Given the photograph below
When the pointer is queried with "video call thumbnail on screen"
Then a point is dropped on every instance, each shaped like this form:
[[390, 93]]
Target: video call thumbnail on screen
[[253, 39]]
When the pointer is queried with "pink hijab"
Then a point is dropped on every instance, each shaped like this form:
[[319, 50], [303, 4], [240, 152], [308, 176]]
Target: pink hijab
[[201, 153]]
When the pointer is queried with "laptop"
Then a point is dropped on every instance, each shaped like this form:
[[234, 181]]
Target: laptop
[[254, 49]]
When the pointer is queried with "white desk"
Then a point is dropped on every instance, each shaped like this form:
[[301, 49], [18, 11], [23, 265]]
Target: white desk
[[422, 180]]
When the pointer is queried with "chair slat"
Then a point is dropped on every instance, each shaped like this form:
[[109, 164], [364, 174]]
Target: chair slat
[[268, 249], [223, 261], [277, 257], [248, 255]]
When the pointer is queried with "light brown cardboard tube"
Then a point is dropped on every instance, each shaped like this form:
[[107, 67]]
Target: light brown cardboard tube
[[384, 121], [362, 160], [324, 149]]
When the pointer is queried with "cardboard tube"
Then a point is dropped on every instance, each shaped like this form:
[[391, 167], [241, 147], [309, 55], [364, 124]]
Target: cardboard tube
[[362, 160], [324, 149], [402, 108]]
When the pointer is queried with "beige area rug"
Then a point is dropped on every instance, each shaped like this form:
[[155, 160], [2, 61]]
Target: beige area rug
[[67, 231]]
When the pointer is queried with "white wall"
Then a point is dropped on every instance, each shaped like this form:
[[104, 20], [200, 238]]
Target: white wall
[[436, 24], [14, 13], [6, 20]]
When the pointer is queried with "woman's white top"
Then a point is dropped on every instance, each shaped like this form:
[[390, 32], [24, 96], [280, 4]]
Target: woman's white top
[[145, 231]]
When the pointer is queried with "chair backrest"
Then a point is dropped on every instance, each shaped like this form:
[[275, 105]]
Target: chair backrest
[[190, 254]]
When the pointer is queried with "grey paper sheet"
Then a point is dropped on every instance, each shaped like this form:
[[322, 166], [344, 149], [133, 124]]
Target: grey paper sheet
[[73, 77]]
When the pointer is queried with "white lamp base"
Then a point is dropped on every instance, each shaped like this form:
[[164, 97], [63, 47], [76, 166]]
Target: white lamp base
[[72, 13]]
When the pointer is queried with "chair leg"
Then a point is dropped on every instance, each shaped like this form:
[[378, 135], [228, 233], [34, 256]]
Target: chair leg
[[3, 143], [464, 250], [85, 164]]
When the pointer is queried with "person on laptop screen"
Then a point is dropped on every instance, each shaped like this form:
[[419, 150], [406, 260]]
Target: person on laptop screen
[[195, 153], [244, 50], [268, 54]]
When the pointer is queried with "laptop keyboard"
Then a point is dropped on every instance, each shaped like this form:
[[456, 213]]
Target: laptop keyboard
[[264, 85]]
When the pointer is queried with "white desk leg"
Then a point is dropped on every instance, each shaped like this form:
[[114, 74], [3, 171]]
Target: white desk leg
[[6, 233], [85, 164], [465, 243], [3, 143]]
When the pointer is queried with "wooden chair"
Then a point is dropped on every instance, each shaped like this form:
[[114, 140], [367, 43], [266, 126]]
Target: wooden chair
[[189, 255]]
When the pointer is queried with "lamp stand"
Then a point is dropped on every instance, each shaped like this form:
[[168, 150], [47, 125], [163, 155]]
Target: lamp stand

Work to do =
Copy everything from the start of the items down to the line containing "[[253, 39]]", substituting "preview" for every "thumbnail" and leaving all else unchanged.

Task solution =
Given the photograph below
When the pointer is queried with "video call preview on screen"
Then a point is dropped on every instance, each shaped like this form:
[[390, 93]]
Target: video call preview on screen
[[253, 39]]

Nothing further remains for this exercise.